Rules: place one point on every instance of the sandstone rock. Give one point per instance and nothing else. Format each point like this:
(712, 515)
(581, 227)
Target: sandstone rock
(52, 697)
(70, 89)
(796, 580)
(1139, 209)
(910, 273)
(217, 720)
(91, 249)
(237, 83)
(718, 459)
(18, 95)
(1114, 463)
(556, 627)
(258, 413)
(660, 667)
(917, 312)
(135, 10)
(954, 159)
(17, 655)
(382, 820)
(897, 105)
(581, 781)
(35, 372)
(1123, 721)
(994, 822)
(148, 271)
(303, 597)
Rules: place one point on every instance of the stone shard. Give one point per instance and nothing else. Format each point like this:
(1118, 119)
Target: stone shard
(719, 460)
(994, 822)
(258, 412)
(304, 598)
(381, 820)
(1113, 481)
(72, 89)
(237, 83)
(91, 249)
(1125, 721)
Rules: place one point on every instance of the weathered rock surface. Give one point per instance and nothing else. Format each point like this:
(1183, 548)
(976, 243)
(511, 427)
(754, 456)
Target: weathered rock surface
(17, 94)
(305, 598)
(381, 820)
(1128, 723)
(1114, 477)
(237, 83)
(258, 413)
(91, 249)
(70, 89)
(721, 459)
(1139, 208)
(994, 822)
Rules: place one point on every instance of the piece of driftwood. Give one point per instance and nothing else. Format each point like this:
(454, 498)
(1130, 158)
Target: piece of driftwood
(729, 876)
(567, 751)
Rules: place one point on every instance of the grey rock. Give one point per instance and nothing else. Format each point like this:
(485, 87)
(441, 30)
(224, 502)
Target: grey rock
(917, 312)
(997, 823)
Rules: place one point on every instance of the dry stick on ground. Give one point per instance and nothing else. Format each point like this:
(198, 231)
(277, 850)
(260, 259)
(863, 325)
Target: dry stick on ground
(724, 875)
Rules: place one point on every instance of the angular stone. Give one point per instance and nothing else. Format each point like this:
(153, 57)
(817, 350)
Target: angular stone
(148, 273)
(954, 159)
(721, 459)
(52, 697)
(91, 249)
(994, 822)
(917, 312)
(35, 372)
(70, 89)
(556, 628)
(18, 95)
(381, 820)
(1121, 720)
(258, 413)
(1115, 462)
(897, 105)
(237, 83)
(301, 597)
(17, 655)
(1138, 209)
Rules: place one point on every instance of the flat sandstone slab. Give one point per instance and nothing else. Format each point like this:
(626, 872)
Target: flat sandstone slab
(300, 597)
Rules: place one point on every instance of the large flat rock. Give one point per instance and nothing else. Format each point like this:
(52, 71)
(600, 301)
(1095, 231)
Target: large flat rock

_ _ _ _ _

» Work instruction
Repeat the listing above exactly, keeping every word as it stands.

» Exercise answer
Rules: place one point on every instance of the sandstone rock. Give one point per instance and nothing else. Format each point like this:
(712, 515)
(581, 227)
Target: sandstone rock
(52, 697)
(70, 89)
(796, 580)
(1139, 209)
(910, 273)
(217, 720)
(91, 249)
(237, 83)
(718, 459)
(18, 95)
(1114, 463)
(556, 627)
(258, 413)
(660, 667)
(917, 312)
(135, 10)
(954, 159)
(17, 655)
(382, 820)
(897, 105)
(581, 781)
(35, 372)
(1123, 721)
(994, 822)
(148, 271)
(303, 597)
Rules: place one point on every instance of the stone shard. Give one point per instance and nothing else. Format each point like this:
(1118, 119)
Target: stone shard
(719, 460)
(994, 822)
(258, 412)
(304, 598)
(381, 820)
(1113, 481)
(72, 89)
(237, 83)
(91, 249)
(1125, 721)
Rules: place one point on every instance of the weathered rock surface. Give one point per instance and nothing else. Format each point like this:
(1183, 548)
(976, 243)
(511, 427)
(754, 456)
Target: weathered rock surface
(17, 94)
(305, 598)
(381, 820)
(1128, 723)
(1114, 477)
(237, 83)
(258, 413)
(91, 249)
(70, 89)
(721, 459)
(1139, 208)
(994, 822)
Rules: place one point on every instance of the piece of driftwood. Give one point per instance and nothing else. Format each point like this:
(454, 498)
(1130, 158)
Target: piece of driftwood
(729, 876)
(567, 751)
Rules: place one point on every instance of the grey rock. Give one point per instance and nothing else. Format each point like this:
(485, 87)
(441, 30)
(224, 502)
Target: grey rock
(917, 312)
(997, 823)
Rules: place one point on every instance of the dry stick on ground. Give one point per instance and nothing else. Format each point like this:
(198, 231)
(277, 850)
(260, 259)
(863, 325)
Target: dry stick on ground
(724, 875)
Rules: place one point on every instance of the angular stone. Give one point per instance and nothing else. Format each point like this:
(153, 57)
(817, 350)
Target: angular stone
(148, 273)
(954, 159)
(721, 459)
(52, 697)
(91, 249)
(994, 822)
(917, 312)
(35, 372)
(70, 89)
(556, 628)
(18, 95)
(381, 820)
(1121, 720)
(258, 413)
(1115, 462)
(897, 105)
(237, 83)
(301, 597)
(17, 655)
(1138, 209)
Rules: place one point on every instance of the flat sandstone slab. Give one point per instance and nothing else. Format each point like this:
(626, 872)
Target: flat sandstone slab
(300, 597)
Rules: place one point on every instance of the large flat rock. Give one point per instance and nothing else. Format each point like this:
(52, 71)
(600, 301)
(1095, 231)
Target: large flat rock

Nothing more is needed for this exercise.